Source document:

*-*-*

The seventeenth century saw the rise of mechanical philosophy, an alternative to Aristotelian theories of the four elements, Ptolemaic geocentrism, and supernatural alchemy. Mechanism saw nature as a clockwork machine with hidden parts and inner workings yet to be fully discovered. Notable mechanists included Marin Mersenne, Pierre Gassendi, and Robert Boyle.
Other important philosophers of the seventeenth and eighteenth centuries influenced by materialism include Thomas Hobbes, who claimed to believe in a material god, and David Hume, whose worldview combined materialism and skepticism. Hume believed that, while knowledge could only be gained from sensory perceptions, the senses were also ultimately unreliable. He angered religious authorities for his arguments about the improbability of miracles because they break the laws of nature. (For more, you can see our guide on empiricism.)

*-*-*

Dataset entries:
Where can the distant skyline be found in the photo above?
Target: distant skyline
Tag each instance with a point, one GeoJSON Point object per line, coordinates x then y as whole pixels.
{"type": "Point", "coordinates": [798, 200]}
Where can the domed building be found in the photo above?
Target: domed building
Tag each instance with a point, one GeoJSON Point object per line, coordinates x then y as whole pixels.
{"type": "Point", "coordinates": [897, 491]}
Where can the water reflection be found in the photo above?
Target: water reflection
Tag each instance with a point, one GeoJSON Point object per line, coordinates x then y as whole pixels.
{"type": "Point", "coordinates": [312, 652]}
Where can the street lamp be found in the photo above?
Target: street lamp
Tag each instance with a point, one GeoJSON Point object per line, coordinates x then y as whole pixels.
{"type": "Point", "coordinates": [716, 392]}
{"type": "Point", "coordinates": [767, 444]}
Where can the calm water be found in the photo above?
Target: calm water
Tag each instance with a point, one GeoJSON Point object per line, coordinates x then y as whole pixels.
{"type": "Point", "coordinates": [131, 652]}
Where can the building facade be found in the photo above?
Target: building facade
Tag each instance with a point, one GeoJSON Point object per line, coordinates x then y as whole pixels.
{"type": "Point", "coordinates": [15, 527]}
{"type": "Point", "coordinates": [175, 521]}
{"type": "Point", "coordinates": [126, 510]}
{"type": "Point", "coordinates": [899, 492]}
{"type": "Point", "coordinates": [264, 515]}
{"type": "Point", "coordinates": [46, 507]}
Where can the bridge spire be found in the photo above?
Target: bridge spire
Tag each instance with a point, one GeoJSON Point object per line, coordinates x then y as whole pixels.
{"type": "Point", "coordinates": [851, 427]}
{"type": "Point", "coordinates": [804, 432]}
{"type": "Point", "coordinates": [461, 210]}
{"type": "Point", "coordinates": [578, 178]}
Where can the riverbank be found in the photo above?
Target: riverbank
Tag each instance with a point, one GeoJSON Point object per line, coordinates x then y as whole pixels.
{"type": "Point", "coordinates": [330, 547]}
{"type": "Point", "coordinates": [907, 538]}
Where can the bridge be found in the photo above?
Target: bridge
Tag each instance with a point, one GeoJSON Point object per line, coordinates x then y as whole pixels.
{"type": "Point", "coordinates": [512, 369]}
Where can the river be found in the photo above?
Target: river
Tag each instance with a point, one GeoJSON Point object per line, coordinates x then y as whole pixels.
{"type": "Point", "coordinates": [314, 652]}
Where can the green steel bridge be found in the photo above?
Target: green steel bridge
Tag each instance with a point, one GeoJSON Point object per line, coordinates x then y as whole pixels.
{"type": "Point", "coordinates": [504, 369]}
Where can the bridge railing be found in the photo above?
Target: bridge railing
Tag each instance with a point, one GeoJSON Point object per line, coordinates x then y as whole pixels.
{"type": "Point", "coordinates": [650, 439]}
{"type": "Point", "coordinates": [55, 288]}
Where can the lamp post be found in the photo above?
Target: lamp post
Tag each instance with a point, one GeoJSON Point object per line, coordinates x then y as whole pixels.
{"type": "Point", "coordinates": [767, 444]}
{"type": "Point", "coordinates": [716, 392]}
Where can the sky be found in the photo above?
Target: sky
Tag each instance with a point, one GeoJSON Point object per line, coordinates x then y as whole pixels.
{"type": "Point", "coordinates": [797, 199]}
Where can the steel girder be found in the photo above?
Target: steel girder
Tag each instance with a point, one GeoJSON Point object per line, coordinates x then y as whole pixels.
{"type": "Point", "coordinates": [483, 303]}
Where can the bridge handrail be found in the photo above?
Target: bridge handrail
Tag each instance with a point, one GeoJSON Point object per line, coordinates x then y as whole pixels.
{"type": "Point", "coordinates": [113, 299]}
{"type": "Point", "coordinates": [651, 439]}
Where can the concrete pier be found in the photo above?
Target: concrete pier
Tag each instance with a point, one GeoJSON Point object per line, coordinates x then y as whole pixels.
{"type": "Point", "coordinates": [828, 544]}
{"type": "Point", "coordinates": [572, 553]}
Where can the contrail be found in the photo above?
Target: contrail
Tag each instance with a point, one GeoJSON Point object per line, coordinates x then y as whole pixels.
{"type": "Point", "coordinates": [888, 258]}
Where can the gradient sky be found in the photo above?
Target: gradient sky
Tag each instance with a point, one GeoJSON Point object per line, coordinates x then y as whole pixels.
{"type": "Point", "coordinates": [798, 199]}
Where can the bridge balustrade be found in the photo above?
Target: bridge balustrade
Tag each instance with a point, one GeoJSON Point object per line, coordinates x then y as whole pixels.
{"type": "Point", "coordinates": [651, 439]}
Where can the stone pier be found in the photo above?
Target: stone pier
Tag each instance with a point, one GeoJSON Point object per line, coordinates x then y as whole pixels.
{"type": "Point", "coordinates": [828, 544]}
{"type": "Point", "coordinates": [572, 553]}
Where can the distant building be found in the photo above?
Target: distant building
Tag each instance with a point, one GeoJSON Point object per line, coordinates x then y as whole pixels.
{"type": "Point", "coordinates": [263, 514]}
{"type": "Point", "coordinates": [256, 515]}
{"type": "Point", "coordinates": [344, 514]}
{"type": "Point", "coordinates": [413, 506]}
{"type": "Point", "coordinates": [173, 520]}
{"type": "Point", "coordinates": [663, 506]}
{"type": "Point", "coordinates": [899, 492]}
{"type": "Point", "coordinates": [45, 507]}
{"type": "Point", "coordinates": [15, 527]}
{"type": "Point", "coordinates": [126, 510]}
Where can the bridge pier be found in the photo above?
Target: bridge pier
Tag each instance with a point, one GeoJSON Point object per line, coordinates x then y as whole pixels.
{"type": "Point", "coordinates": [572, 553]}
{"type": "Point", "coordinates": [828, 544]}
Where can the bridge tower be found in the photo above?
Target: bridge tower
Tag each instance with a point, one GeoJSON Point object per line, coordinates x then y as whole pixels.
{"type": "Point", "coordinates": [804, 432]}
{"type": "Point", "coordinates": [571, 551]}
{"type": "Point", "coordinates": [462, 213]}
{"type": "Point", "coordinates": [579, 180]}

*-*-*

Instructions for the task: Write the next part of the passage on mechanism and materialism, starting after its final sentence. You won't need the records for this.

Response to the task:
By the start of the nineteenth century, several prominent scientists and philosophers had adopted at least elements of a materialist worldview. However, the influential theories of the seventeenth-century philosopher René Descartes also remained popular; he had proposed a dualistic worldview, separating a somewhat mechanistic physical world from the immaterial and transcendent. Cartesian binaries between mind and body, spirit and substance, seemed false to materialists.
The dialectical and historical materialism of Marx and Engels
The most significant developments in materialism in the nineteenth century — arguably, in the history of materialist thought — were proposed by Karl Marx and Friedrich Engels, namely dialectical and historical materialism. For them, the history of philosophy was a struggle between materialism (which sees the world as reducible to material processes) and idealism (which views reality as dependent upon ideas and mental functions).
Marx and Engels proposed their materialism as a revision to an influential strain of idealism, the philosophy of G. W. F. Hegel. Hegel is known for his proposal in The Phenomenology of Spirit (1807, [2019]) of a dialectical which shapes culture and history: thesis and antithesis are constantly at odds and responding to each other, but gradually moving toward synthesis, more sophisticated thought, and human progress.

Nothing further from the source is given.